EXCERPTED TEXT →

Personal information
- Full name: Bakhtiyar Kozhatayev
- Nickname: Baxa
- Born: 28 March 1992 (age 33) Petropavl, Kazakhstan
- Height: 1.72 m (5 ft 8 in)
- Weight: 62 kg (137 lb)

Team information
- Current team: Retired
- Discipline: Road
- Role: Rider

Amateur team
- 2013–2014: Continental Team Astana

Professional teams
- 2014: Astana (stagiaire)
- 2015–2018: Astana

= Bakhtiyar Kozhatayev =

Kazakh cyclist

Bakhtiyar Kozhatayev (Бақтияр Қожатаев Baqtiyar Qojatayev; born March 28, 1992, in Petropavl) is a Kazakh former cyclist, who rode professionally for UCI WorldTeam between 2015 and 2018.

He was named in the start list for the 2016 Giro d'Italia, and the 2017 Tour de France.

DATASET →

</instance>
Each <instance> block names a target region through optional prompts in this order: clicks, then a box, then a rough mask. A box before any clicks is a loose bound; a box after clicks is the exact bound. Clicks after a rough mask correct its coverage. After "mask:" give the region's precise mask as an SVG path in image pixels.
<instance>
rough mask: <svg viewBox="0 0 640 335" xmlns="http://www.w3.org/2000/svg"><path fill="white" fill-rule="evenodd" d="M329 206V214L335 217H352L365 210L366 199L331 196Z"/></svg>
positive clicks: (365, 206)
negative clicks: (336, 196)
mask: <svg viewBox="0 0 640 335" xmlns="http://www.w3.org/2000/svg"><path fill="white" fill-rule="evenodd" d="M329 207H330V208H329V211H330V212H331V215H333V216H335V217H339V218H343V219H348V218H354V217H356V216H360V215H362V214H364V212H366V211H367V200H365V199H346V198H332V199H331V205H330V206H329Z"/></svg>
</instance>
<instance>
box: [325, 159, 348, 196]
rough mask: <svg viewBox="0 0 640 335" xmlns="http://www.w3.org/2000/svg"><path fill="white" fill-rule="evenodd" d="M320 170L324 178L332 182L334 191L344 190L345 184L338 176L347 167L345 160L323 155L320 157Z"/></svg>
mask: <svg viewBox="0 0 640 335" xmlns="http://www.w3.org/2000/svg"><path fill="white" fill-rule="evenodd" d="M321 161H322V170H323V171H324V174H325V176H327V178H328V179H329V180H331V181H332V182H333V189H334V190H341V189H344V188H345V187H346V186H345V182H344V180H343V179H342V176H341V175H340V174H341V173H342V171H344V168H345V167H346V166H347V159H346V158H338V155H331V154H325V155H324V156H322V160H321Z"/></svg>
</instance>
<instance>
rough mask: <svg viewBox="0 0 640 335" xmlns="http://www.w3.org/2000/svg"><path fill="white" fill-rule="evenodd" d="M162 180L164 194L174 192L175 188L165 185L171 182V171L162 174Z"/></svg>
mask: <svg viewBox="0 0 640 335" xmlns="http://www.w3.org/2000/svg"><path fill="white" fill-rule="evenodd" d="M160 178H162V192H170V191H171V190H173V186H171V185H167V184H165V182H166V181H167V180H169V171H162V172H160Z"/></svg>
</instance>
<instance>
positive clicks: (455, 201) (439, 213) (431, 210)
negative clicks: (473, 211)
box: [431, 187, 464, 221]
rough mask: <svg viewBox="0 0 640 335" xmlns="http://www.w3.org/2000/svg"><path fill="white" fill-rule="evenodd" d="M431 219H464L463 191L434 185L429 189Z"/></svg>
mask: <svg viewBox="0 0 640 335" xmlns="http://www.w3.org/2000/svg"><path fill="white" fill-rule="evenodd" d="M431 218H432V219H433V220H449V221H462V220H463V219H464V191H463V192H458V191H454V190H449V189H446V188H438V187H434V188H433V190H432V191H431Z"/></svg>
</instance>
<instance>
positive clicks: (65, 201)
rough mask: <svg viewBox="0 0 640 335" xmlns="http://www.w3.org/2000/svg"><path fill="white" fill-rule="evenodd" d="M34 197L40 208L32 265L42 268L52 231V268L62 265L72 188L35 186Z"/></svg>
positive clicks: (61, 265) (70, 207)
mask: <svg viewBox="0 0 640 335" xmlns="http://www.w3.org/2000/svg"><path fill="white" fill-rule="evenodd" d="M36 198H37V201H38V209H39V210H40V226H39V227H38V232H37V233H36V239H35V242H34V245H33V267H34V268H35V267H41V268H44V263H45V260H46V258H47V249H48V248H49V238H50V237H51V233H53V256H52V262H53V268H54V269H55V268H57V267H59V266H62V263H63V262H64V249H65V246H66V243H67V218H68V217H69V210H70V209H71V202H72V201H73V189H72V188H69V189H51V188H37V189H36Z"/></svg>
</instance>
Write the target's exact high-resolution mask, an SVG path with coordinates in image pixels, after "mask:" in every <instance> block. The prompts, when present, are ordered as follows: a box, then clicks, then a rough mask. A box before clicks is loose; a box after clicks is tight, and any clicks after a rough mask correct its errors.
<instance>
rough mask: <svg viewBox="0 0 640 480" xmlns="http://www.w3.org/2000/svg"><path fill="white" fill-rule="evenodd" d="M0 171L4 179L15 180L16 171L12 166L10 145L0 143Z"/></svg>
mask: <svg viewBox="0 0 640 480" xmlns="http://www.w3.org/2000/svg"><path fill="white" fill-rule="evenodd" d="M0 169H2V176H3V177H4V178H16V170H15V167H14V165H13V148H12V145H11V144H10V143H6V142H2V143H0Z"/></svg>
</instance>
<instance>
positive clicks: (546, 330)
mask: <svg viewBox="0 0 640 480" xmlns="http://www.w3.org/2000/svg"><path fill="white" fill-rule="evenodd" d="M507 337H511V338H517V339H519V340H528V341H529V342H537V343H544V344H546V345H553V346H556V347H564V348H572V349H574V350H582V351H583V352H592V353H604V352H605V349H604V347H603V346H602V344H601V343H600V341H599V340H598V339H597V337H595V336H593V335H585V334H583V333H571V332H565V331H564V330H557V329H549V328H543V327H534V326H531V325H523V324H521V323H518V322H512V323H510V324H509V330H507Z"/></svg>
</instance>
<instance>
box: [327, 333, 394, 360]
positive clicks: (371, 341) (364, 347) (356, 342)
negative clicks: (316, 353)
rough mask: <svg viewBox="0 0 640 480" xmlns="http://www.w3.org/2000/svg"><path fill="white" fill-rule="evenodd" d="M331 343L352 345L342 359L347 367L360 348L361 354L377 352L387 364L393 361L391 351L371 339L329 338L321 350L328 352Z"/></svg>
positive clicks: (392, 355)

PROBLEM DESCRIPTION → Could you copy the passage from the Bakhtiyar Kozhatayev text, word for word, from "Bakhtiyar Kozhatayev (Бақтияр" up to and including "Tour de France."?

EXPECTED ANSWER →
Bakhtiyar Kozhatayev (Бақтияр Қожатаев Baqtiyar Qojatayev; born March 28, 1992, in Petropavl) is a Kazakh former cyclist, who rode professionally for UCI WorldTeam between 2015 and 2018.

He was named in the start list for the 2016 Giro d'Italia, and the 2017 Tour de France.